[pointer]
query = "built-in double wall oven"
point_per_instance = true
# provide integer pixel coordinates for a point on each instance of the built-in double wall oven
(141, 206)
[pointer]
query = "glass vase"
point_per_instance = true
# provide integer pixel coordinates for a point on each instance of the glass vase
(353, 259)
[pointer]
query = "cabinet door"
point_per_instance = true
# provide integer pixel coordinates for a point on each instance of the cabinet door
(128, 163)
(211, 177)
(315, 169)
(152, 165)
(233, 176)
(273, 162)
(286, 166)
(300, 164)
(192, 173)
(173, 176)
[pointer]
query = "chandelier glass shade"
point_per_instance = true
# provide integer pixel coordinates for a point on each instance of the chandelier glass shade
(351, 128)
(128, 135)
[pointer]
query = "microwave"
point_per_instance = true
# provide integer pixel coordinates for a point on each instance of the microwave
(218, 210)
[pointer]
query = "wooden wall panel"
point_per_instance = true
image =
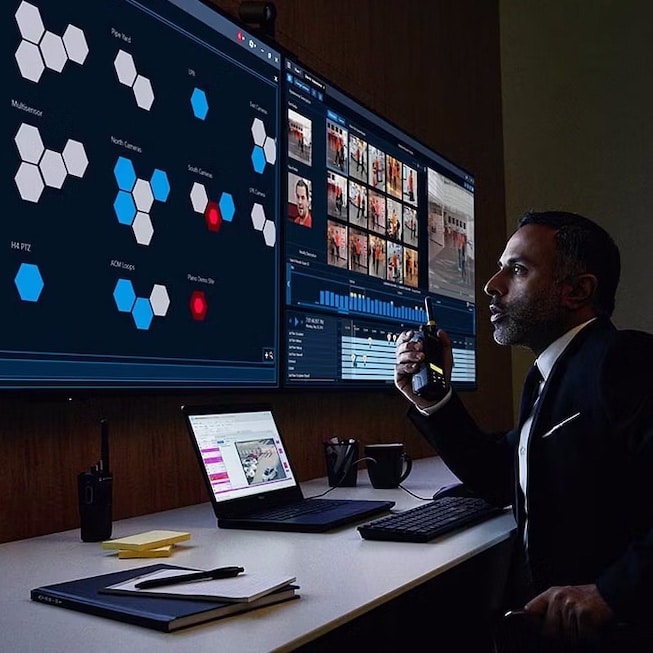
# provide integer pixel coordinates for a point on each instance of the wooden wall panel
(432, 67)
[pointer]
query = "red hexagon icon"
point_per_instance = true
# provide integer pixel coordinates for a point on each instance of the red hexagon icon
(213, 216)
(198, 305)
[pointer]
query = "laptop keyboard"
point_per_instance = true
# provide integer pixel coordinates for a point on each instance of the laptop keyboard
(298, 509)
(429, 520)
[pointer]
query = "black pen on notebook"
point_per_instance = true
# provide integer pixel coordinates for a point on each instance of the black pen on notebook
(220, 572)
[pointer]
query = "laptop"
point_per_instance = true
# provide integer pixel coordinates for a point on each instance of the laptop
(250, 478)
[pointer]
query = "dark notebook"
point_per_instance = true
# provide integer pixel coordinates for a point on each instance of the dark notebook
(165, 614)
(250, 478)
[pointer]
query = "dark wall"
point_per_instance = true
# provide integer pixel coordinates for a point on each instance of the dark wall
(432, 67)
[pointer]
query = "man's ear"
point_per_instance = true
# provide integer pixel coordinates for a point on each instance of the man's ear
(580, 290)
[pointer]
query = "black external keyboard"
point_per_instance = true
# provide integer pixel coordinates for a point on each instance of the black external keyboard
(430, 520)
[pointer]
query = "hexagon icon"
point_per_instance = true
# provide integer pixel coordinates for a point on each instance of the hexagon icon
(199, 103)
(124, 295)
(75, 43)
(143, 196)
(124, 208)
(142, 228)
(29, 60)
(29, 182)
(198, 305)
(198, 197)
(258, 159)
(142, 313)
(227, 208)
(160, 185)
(143, 92)
(258, 216)
(258, 131)
(213, 217)
(30, 145)
(53, 169)
(125, 68)
(270, 233)
(29, 22)
(53, 51)
(124, 173)
(270, 150)
(74, 157)
(159, 300)
(29, 282)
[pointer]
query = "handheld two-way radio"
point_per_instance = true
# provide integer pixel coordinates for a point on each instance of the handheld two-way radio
(429, 381)
(94, 489)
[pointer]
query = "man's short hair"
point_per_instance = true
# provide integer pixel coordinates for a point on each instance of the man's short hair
(583, 246)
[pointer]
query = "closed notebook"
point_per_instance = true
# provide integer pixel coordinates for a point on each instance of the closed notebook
(243, 588)
(163, 614)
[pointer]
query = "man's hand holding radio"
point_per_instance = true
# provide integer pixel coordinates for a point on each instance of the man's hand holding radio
(409, 360)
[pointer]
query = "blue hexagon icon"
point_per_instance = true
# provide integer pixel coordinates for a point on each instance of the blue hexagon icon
(142, 313)
(125, 174)
(160, 185)
(199, 103)
(124, 207)
(124, 295)
(29, 282)
(227, 208)
(258, 159)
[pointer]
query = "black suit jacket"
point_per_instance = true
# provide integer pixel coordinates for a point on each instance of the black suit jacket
(590, 467)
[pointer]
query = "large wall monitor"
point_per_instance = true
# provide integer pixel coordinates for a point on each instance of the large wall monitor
(374, 223)
(139, 229)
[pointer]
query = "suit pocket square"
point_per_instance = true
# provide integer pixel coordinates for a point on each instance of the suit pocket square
(559, 424)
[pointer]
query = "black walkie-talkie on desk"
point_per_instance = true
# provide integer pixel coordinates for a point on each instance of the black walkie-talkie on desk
(94, 489)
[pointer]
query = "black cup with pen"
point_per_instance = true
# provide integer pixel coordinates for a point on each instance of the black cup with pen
(341, 456)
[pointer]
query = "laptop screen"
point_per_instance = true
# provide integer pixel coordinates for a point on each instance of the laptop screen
(242, 452)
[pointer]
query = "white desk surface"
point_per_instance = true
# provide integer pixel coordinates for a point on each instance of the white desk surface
(341, 576)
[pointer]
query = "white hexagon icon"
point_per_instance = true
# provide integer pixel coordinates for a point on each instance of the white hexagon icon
(29, 60)
(29, 182)
(29, 22)
(270, 149)
(53, 51)
(258, 132)
(143, 197)
(143, 229)
(75, 43)
(270, 233)
(30, 145)
(143, 92)
(74, 156)
(159, 300)
(258, 216)
(125, 68)
(198, 197)
(53, 169)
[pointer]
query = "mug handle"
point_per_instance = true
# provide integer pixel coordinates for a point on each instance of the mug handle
(408, 461)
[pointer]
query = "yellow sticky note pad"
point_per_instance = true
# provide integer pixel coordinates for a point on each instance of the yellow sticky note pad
(146, 540)
(159, 552)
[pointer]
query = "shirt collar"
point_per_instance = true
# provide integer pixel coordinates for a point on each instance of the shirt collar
(546, 360)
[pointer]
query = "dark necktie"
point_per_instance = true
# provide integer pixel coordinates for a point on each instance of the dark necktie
(529, 393)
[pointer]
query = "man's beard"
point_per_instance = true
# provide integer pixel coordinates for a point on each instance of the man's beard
(534, 323)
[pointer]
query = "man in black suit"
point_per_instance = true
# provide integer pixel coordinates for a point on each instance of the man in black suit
(578, 469)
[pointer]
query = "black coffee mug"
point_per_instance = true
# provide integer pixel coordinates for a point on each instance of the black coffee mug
(387, 464)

▬▬▬▬▬▬▬▬▬▬

● **DIRECTIONS FOR THIS TASK**
Your answer is all of the records restated word for word, pictures excluded.

● **SOLUTION FOR THIS EXERCISE**
[pointer]
query = "built-in double wall oven"
point_per_instance = true
# provide integer pixel coordinates for a point on each instance of the built-in double wall oven
(141, 206)
[pointer]
query = "glass vase"
point_per_instance = true
# provide integer pixel coordinates for a point on each instance of the glass vase
(353, 259)
[pointer]
query = "cabinet door"
point_per_instance = true
# provide integer pixel coordinates for a point on each instance of the cabinet door
(128, 163)
(211, 177)
(315, 169)
(152, 165)
(233, 176)
(273, 162)
(286, 166)
(300, 164)
(192, 173)
(173, 176)
[pointer]
query = "chandelier glass shade"
point_per_instance = true
# provide integer pixel coordinates for a point on each instance of the chandelier glass shade
(351, 128)
(128, 135)
[pointer]
query = "microwave"
point_per_instance = true
# provide integer pixel coordinates for a point on each instance of the microwave
(218, 210)
[pointer]
query = "wooden wall panel"
point_per_instance = true
image =
# provide integer pixel coordinates for a point on each instance of the wooden wall panel
(432, 67)
[pointer]
query = "red hexagon icon"
point_per_instance = true
# provide integer pixel coordinates for a point on each instance of the red hexagon icon
(213, 216)
(198, 305)
[pointer]
query = "laptop keyboard"
point_per_instance = true
# provide integer pixel coordinates for a point on each instance of the laptop keyboard
(298, 509)
(429, 520)
[pointer]
query = "black pen on notebook"
point_per_instance = true
# provide integer pixel coordinates for a point on each instance of the black pen on notebook
(220, 572)
[pointer]
query = "laptop"
point_per_instance = true
# provide integer pixel coordinates for a point on each instance of the laptop
(250, 478)
[pointer]
query = "dark notebook"
point_per_instance = true
# provide integer pixel coordinates for a point on each instance of the dark notebook
(165, 614)
(250, 478)
[pointer]
query = "dark wall"
point_per_instance = true
# provide integer pixel coordinates for a point on each instance of the dark wall
(432, 67)
[pointer]
query = "man's ear"
point_per_instance = true
# provide integer pixel coordinates for a point on each instance of the man's ear
(580, 290)
[pointer]
query = "black external keyboard"
point_per_instance = true
# provide integer pixel coordinates for a point on each instance of the black external keyboard
(430, 520)
[pointer]
query = "hexagon icon"
point_per_instance = true
# provide integer pixel coordinates for a point on each instance of the hexagon icon
(199, 103)
(124, 295)
(75, 43)
(143, 196)
(124, 208)
(142, 228)
(29, 60)
(29, 182)
(198, 305)
(198, 197)
(258, 159)
(142, 313)
(227, 208)
(160, 185)
(143, 92)
(258, 216)
(258, 131)
(213, 217)
(30, 145)
(53, 169)
(125, 68)
(270, 233)
(29, 22)
(53, 51)
(124, 173)
(270, 150)
(74, 157)
(159, 300)
(29, 282)
[pointer]
query = "handheld two-way radio"
point_per_instance = true
# provide integer pixel coordinates for a point on each instance of the handheld two-way radio
(429, 381)
(94, 489)
[pointer]
query = "man's short hair"
point_per_instance = true
# provide integer pixel coordinates for a point on each instance of the man's short hair
(583, 246)
[pointer]
query = "closed notebook"
point_per_instance = true
# provide integer pixel coordinates for a point on each instance of the closed notebook
(243, 588)
(163, 614)
[pointer]
query = "man's hand holding radio"
point_per_instance = true
# provide integer pixel coordinates for a point on each instance of the man's hand holding radio
(409, 360)
[pointer]
query = "blue hexagon icon"
point_per_instance = true
# provide integer pixel coordinates for a point on each instance of the blue hexagon icon
(142, 313)
(125, 174)
(160, 185)
(199, 103)
(124, 207)
(124, 295)
(29, 282)
(227, 208)
(258, 159)
[pointer]
query = "black suit jacket"
point_per_instance = true
# provide integer pixel coordinates for a point on each instance of the black suit jacket
(590, 467)
[pointer]
query = "large wall monitor"
point_per_instance = true
# provide integer pixel coordinates for a point on each instance of the large wall monitor
(374, 223)
(139, 229)
[pointer]
query = "suit pocket square"
point_per_instance = true
# provide integer pixel coordinates for a point on each instance of the suit pocket square
(559, 424)
[pointer]
query = "black walkie-talkie on desk"
point_per_instance = true
# provide integer pixel coordinates for a point on each instance of the black walkie-talkie on desk
(94, 489)
[pointer]
query = "black cup with pen"
point_per_instance = true
# provide integer pixel coordinates for a point on each instance of the black cup with pen
(341, 456)
[pointer]
query = "laptop screen"
point_per_instance = true
# provide integer pixel coordinates for a point on each instance of the laptop screen
(242, 452)
[pointer]
query = "white desk surface"
point_per_instance = true
# provide integer pixel coordinates for a point on each instance of the white desk surface
(341, 576)
[pointer]
query = "white hexagon icon"
point_per_instance = true
# provide integer pixel coordinates for a point on each instance of the white hexagon icon
(29, 60)
(29, 182)
(29, 22)
(270, 149)
(53, 51)
(258, 132)
(143, 197)
(143, 229)
(75, 43)
(270, 233)
(30, 145)
(143, 92)
(74, 156)
(159, 300)
(258, 216)
(125, 68)
(198, 197)
(53, 169)
[pointer]
query = "mug handle"
point_per_instance = true
# provide integer pixel coordinates for a point on each instance of the mug handle
(408, 461)
[pointer]
query = "yellow sticky note pad"
point_per_instance = true
# provide integer pixel coordinates for a point on each instance of the yellow sticky note pad
(146, 540)
(159, 552)
[pointer]
query = "shirt collar"
point_per_instance = true
# provide integer pixel coordinates for a point on each instance of the shirt collar
(546, 360)
[pointer]
query = "dark necktie"
point_per_instance = true
# provide integer pixel coordinates for a point on each instance of the dark necktie
(529, 393)
[pointer]
query = "man's beard"
point_per_instance = true
# provide integer pixel coordinates for a point on each instance of the man's beard
(534, 323)
[pointer]
query = "man in black suit"
point_per_instance = true
# provide integer pixel coordinates for a point on each instance of the man in black suit
(578, 469)
[pointer]
query = "black coffee mug"
point_per_instance = true
# provide integer pixel coordinates for a point on each instance of the black coffee mug
(387, 464)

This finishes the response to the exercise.